— Exercise instructions —
Every entry needs to be reproduced exactly.

— Provided material —
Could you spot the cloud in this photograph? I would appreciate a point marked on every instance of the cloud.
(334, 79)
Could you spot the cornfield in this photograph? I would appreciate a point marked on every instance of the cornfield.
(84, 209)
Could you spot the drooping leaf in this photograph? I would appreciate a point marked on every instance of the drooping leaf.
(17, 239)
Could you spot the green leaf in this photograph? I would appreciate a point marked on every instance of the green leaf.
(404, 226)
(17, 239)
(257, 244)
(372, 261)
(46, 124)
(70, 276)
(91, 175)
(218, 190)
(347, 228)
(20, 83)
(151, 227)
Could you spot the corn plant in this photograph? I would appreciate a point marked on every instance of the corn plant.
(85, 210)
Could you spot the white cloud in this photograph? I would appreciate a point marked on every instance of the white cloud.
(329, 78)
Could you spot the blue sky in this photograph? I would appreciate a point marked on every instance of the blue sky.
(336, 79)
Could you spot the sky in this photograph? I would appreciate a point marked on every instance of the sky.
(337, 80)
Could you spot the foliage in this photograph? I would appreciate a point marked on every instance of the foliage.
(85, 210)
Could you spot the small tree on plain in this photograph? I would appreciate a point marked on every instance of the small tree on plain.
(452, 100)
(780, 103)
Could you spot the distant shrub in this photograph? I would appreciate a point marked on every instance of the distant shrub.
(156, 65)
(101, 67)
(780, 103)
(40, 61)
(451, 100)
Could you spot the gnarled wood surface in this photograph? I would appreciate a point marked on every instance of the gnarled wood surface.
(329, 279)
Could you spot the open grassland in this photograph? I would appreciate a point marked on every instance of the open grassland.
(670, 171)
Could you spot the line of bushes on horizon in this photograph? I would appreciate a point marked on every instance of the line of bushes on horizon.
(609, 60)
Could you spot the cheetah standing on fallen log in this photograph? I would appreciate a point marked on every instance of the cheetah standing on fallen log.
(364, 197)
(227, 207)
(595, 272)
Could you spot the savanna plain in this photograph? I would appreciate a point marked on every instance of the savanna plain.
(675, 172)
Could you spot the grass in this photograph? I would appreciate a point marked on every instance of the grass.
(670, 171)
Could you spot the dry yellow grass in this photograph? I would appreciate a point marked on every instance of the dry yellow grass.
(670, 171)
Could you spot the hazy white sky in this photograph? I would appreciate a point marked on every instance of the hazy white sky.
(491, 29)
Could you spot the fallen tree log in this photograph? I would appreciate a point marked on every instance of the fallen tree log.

— Task answer —
Could you spot the cloud in this photograph? I would appreciate a point marked on every instance of the cloud.
(334, 79)
Could you spot the cornfield in this photograph? I would appreciate a point marked on every instance of the cornfield.
(84, 209)
Could you spot the drooping leaf in this photograph? I would appreciate a point marked on every instance of the drooping leaf.
(17, 239)
Could you spot the green leaf in this photograph? I would appreciate a point marked on every instance of the green leaf.
(404, 226)
(17, 239)
(257, 244)
(372, 261)
(46, 124)
(70, 276)
(91, 175)
(218, 190)
(347, 228)
(20, 83)
(151, 227)
Could you spot the corn plant in this photograph? I would appreciate a point marked on every instance of the corn plant.
(85, 210)
Could you spot the white cloud in this photograph? I would appreciate a point marked on every instance of the white cloud.
(329, 78)
Could you spot the blue sky in this photograph? I would appreciate a point marked on every instance of the blue sky.
(336, 79)
Could you spot the sky in this photograph? I would appreciate a point marked on every instance of the sky.
(337, 80)
Could you spot the foliage in this photograph? I would appreciate a point marked on every instance of the foliage.
(85, 210)
Could you spot the small tree on plain in this photograph? I would appreciate a point marked on every instance of the small tree on plain.
(452, 100)
(780, 103)
Could you spot the distant shrub in this photograph? I would appreciate a point marked on every instance of the distant shrub.
(156, 65)
(101, 67)
(780, 103)
(40, 61)
(451, 100)
Could you spot the gnarled wood surface in this photograph? I would appreciate a point marked on every instance of the gnarled wood surface.
(329, 279)
Could you spot the open grassland in this photograph? I would appreciate a point marked on every instance of the open grassland.
(670, 171)
Could you spot the line of bushes on horizon in this photograph? I would appreciate a point marked on every instance of the line of bushes on horizon.
(609, 60)
Could you spot the cheetah standing on fallen log in this photograph? I would appreciate a point marked on every instance of the cheetah standing on fallen log.
(364, 197)
(227, 207)
(595, 272)
Could you spot the savanna plain in this photograph? I would appreciate a point marked on every instance of the savanna plain.
(675, 172)
Could you spot the grass in this photograph? I would appreciate a point marked on every instance of the grass.
(670, 171)
Could you spot the dry yellow grass in this photograph? I would appreciate a point marked on every instance of the dry yellow grass.
(670, 171)
Could you spot the hazy white sky in this photograph? I would appreciate a point marked on every instance of the hazy white sky.
(491, 29)
Could you spot the fallen tree log in this photograph? I would appreciate a point marked on every instance of the fallen tree log.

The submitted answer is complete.